Please count how many lines in the entries below contain "street" and reply with the figure alone.

━━━━━ Information supplied ━━━━━

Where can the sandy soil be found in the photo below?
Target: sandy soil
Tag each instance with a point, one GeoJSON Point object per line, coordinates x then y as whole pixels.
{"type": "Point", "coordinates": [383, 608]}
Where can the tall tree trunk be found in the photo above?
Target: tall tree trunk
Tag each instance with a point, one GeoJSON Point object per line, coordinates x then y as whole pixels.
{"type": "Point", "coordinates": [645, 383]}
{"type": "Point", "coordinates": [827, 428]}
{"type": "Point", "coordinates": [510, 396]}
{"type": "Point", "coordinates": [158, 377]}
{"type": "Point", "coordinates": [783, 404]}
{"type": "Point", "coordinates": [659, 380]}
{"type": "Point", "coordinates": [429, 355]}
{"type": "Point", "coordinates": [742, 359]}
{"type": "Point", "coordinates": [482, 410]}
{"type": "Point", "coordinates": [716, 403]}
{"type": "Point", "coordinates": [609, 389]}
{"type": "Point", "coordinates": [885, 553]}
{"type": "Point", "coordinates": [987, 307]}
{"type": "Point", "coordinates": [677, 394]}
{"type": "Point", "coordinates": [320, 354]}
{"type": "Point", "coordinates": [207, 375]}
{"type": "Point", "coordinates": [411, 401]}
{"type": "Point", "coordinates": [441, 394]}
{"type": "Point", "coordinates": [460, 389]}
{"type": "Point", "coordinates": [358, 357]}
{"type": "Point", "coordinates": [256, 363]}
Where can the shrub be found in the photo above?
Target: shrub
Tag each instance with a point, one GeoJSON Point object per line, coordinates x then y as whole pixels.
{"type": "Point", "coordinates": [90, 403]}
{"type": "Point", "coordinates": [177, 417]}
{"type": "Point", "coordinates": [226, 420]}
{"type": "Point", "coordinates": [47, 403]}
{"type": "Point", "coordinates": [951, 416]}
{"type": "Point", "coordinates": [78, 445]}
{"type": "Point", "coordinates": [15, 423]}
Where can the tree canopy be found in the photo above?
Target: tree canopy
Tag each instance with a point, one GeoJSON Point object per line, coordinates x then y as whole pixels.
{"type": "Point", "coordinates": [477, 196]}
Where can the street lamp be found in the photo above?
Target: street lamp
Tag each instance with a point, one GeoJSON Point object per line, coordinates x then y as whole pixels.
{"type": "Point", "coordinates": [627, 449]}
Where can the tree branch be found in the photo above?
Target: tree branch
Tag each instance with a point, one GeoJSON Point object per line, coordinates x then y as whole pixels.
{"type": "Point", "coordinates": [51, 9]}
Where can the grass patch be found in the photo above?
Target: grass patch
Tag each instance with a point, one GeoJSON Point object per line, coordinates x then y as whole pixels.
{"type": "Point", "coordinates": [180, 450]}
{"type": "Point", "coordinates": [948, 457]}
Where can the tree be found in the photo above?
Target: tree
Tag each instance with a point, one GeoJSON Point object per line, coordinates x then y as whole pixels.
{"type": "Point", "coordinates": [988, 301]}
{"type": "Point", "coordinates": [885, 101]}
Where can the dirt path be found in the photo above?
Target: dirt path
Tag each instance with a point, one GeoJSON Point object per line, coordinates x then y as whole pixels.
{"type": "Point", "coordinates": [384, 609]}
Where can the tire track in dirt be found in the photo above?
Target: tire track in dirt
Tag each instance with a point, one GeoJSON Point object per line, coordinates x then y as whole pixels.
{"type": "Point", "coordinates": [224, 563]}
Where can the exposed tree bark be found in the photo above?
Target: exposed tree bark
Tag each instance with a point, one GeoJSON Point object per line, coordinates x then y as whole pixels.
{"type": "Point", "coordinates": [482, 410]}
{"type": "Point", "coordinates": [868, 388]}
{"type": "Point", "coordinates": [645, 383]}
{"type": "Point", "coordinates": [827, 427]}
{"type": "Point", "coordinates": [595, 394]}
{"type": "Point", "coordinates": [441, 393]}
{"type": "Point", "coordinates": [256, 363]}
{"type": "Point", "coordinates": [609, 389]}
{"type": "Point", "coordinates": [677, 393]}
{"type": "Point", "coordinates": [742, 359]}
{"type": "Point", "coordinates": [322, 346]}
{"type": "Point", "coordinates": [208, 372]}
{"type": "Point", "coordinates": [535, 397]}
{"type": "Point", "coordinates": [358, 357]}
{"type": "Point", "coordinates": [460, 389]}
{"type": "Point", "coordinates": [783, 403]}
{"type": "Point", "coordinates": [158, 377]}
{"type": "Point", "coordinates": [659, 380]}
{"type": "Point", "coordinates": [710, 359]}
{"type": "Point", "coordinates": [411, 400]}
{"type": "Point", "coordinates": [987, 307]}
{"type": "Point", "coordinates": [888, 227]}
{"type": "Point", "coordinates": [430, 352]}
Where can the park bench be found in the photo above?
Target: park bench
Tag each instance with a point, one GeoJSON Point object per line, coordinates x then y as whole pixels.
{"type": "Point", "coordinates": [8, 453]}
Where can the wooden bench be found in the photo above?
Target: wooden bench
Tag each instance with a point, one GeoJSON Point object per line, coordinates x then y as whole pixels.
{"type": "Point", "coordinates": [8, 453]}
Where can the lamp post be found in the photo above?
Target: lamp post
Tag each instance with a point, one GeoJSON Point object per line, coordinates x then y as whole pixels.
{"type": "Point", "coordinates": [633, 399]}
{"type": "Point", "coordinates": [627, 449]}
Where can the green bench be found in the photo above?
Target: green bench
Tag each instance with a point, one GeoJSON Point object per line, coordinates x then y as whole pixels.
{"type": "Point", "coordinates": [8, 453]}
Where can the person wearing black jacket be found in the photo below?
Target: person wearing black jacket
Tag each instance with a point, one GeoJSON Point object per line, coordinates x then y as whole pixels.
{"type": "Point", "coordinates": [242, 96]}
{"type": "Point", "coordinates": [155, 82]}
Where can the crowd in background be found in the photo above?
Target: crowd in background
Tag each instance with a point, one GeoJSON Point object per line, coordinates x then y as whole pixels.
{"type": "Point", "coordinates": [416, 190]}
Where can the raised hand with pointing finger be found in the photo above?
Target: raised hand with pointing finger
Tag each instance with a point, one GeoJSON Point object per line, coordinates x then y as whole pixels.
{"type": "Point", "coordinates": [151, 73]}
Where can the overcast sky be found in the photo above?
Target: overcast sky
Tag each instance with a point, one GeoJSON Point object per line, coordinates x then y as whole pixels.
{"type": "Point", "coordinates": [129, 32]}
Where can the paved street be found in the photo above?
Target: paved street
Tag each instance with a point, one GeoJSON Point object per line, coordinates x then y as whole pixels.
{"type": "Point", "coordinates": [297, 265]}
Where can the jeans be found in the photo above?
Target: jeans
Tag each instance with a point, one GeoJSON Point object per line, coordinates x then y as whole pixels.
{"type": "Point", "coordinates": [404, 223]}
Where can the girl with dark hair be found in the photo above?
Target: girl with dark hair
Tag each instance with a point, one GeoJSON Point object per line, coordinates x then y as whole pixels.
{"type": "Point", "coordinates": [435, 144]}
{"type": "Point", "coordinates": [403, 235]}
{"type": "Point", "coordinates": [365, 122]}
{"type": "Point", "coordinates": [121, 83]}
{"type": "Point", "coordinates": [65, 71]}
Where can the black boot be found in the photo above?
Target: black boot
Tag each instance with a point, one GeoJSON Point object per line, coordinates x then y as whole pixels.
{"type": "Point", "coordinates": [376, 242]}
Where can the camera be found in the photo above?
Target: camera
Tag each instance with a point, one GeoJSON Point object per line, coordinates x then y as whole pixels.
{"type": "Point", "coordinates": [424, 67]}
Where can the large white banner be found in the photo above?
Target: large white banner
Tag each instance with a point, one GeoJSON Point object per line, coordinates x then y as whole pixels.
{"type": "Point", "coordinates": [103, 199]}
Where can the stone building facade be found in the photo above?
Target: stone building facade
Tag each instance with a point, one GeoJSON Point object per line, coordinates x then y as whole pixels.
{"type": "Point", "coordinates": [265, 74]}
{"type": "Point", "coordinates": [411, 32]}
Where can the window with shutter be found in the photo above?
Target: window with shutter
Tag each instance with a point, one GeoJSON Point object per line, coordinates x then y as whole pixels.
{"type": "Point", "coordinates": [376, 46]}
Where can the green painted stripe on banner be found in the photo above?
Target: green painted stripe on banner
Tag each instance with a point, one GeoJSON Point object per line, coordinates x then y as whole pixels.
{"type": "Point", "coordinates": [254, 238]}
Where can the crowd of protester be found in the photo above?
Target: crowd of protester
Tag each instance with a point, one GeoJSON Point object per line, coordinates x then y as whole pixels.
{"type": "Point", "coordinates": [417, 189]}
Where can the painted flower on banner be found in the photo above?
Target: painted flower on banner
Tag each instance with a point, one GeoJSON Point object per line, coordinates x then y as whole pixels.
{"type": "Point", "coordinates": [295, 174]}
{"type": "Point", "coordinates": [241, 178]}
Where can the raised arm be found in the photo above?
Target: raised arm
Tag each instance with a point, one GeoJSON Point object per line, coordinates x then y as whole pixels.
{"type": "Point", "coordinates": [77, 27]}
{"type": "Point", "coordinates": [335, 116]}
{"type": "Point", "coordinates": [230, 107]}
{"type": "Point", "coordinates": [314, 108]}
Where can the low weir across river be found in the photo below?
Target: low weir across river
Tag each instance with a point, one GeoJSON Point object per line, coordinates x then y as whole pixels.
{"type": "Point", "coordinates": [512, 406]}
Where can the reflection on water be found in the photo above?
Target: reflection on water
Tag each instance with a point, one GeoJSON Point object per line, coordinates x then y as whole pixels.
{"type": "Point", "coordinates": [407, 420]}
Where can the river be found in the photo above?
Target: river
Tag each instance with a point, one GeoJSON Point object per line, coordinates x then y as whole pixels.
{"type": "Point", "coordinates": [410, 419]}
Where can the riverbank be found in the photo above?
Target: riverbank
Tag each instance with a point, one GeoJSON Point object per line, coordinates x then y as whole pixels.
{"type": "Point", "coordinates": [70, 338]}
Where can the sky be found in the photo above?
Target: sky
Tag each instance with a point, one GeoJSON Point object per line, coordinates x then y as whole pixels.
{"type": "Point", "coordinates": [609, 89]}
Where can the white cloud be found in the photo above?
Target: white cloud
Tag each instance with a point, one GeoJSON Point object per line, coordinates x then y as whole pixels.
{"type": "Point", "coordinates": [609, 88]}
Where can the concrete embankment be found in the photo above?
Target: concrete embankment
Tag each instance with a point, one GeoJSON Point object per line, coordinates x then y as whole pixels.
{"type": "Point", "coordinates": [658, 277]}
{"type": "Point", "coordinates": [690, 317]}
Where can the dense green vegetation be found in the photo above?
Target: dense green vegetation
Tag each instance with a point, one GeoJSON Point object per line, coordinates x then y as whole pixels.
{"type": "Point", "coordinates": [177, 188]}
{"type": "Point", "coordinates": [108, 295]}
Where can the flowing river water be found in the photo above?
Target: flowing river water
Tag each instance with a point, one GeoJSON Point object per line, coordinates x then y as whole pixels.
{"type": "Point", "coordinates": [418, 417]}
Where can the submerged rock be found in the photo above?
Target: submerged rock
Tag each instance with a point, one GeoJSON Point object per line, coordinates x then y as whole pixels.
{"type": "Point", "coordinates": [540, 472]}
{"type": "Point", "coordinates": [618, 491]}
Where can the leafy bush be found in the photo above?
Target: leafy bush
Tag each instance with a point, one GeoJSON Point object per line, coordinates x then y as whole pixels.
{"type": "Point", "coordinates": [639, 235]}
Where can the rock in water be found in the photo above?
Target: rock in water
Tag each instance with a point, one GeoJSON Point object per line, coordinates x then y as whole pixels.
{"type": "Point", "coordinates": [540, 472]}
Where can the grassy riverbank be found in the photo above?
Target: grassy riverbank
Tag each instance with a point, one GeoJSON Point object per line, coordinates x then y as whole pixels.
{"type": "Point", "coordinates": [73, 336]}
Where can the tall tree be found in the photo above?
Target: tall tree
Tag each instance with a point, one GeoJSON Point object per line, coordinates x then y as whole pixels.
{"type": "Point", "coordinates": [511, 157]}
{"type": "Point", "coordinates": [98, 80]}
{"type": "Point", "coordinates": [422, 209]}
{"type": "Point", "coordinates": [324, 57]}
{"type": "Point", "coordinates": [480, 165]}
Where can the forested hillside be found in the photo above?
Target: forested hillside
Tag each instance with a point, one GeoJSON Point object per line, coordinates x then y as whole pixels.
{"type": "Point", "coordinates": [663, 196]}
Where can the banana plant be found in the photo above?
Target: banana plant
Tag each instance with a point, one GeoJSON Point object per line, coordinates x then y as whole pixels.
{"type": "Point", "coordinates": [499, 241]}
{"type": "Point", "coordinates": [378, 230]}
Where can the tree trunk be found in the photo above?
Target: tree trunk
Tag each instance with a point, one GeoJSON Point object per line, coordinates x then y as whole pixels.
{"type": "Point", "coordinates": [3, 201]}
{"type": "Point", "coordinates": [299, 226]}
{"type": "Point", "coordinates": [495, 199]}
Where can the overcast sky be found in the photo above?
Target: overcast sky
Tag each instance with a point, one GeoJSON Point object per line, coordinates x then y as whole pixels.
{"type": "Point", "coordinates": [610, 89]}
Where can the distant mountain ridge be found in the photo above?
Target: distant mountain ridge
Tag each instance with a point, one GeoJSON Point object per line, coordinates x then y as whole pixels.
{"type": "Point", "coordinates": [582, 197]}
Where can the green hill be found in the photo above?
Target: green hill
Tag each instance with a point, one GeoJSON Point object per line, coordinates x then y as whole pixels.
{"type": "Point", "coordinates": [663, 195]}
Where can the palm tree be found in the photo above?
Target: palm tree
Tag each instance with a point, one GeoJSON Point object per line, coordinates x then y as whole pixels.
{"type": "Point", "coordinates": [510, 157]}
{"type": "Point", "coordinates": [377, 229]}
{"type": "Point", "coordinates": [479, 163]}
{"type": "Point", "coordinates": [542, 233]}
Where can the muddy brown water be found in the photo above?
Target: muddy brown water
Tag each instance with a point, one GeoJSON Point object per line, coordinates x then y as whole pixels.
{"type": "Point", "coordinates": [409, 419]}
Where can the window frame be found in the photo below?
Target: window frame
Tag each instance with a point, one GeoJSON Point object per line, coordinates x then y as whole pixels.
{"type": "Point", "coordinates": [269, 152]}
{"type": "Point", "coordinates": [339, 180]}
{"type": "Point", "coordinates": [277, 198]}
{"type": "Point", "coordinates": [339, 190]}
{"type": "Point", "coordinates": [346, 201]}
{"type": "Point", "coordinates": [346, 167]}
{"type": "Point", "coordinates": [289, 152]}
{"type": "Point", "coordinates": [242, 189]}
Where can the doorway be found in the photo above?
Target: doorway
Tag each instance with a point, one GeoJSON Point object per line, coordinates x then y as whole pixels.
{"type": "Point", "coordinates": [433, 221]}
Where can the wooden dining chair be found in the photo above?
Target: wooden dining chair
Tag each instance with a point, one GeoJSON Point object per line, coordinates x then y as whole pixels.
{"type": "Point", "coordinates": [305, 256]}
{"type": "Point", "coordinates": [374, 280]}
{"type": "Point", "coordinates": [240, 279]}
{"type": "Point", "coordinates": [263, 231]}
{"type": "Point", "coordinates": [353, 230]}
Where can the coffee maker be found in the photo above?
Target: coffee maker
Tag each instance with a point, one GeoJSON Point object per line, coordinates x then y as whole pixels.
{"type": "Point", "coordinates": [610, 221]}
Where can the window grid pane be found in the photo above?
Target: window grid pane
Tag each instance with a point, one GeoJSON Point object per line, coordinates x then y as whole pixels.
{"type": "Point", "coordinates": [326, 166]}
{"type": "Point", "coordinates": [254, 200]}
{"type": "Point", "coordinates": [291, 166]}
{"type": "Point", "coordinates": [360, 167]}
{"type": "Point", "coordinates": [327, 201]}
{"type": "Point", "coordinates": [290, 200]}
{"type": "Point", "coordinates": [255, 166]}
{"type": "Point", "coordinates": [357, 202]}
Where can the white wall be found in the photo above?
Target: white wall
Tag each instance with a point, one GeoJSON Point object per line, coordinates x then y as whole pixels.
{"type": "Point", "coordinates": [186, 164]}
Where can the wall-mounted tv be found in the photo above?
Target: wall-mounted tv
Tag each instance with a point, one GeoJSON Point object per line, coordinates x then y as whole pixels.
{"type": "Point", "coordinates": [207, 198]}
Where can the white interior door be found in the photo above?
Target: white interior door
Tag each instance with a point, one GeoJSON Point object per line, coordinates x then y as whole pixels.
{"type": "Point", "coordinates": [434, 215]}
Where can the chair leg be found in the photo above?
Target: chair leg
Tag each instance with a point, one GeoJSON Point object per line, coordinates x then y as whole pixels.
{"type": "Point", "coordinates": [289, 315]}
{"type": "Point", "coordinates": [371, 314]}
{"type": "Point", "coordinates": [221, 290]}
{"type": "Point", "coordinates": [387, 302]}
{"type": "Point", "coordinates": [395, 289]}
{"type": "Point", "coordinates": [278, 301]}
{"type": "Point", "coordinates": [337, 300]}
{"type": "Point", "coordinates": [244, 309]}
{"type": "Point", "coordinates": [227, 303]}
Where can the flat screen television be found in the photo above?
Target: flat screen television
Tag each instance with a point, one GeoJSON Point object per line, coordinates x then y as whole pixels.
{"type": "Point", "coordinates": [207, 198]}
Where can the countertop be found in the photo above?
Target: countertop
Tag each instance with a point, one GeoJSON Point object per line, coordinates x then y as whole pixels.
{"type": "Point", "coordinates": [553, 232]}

━━━━━

» **Solution for this exercise**: 4